Document excerpt
I spend too much time reading, writing, and hanging out in the garage to consider myself a devout student of classic cinema, but on cold winter days I sometimes make myself a dry martini and enjoy foreign films from celluloid’s past. Those great works of Godard, Kurosawa, Bergman, and yes, Truffaut and Fellini keep the right hemisphere sharp when I’m spending too much time wondering why a driver’s side parking light is being recalcitrant. As far as I know, those geniuses of film worked alone, secure in their abilities and not wanting or needing input from others. This was not the case with Italy’s Maserati and France’s Citroen in the 1970s, as those two veteran car builders came together (well, Citroen bought Maserati, and that’s not quite the same thing) to build this Maserati Merak.
The motoring world is not unlike a tired old melodrama you might see on Turner Classic Films: companies get together, break up, fight over the kids. Italy’s Maserati and France’s Citroen had a brief, tempestuous fling in the 1970s, and this beautiful Maserati Merak was one of its offspring. Once the inevitable breakup occurred, the Merak must have felt very unwanted, not unlike Antoine Doinel in Truffaut’s The 400 Blows and other films. The Merak is too beautiful be tragic, but it’s worth watching.

Data shown
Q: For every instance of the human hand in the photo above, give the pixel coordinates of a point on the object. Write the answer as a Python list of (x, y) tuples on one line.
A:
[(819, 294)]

What to work on
Could you write out the passage from the Maserati Merak article, starting at "I spend too" and ending at "this Maserati Merak."?

Answer to this exercise
I spend too much time reading, writing, and hanging out in the garage to consider myself a devout student of classic cinema, but on cold winter days I sometimes make myself a dry martini and enjoy foreign films from celluloid’s past. Those great works of Godard, Kurosawa, Bergman, and yes, Truffaut and Fellini keep the right hemisphere sharp when I’m spending too much time wondering why a driver’s side parking light is being recalcitrant. As far as I know, those geniuses of film worked alone, secure in their abilities and not wanting or needing input from others. This was not the case with Italy’s Maserati and France’s Citroen in the 1970s, as those two veteran car builders came together (well, Citroen bought Maserati, and that’s not quite the same thing) to build this Maserati Merak.